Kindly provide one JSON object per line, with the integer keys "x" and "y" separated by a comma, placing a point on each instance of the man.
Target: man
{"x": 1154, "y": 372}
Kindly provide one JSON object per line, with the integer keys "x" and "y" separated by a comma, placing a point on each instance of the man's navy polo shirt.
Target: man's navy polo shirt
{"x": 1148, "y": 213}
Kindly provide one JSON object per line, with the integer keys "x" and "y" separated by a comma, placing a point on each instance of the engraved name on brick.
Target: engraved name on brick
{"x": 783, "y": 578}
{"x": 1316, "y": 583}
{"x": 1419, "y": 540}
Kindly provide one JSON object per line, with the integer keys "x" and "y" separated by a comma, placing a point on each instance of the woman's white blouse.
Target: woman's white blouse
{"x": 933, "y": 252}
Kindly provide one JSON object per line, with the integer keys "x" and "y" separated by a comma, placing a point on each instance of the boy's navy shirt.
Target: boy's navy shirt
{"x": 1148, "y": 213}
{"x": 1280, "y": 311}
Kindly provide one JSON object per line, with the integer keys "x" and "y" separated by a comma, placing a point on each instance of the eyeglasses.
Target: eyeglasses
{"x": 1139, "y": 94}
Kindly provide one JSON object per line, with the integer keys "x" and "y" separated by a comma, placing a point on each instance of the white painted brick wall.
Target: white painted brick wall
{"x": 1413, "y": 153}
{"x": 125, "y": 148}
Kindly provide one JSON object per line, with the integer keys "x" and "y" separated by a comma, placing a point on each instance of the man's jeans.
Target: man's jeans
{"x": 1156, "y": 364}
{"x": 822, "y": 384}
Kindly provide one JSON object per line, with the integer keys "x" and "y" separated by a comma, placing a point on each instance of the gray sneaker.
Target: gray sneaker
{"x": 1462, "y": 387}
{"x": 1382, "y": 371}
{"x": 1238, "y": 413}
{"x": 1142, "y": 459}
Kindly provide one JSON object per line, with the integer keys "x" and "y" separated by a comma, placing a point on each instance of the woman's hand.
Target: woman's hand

==========

§ **Written problem**
Copy out exactly the lines running from the line with "of the eyeglasses." to the end of the records, inclusive.

§ **Finished answer**
Kindly provide one JSON object per line, with the integer keys "x" and "y" separated by a comma, placing a point on each instance of the eyeglasses.
Target: eyeglasses
{"x": 1139, "y": 94}
Kindly provide one JSON object per line, with the integer keys "x" and "y" separated by a comma, placing a point on each instance of the white painted brick wall.
Target: white painted brick wall
{"x": 1413, "y": 153}
{"x": 125, "y": 148}
Kindly provide one JSON object per line, with the integer keys "x" and "y" separated by a comma, placing a point on each instance of the man's jeans.
Target: man's jeans
{"x": 1156, "y": 364}
{"x": 822, "y": 384}
Kindly provide one JSON object per line, with the integer keys "x" and "y" separated by a comma, placing a point on each instance of the gray sneaker.
Target: gray sneaker
{"x": 1462, "y": 387}
{"x": 1382, "y": 371}
{"x": 1238, "y": 413}
{"x": 1142, "y": 459}
Kindly provide one JSON object per line, with the integer keys "x" and "y" separated by a comma, placing a point on each instance of the woman's hand.
Target: woman's hand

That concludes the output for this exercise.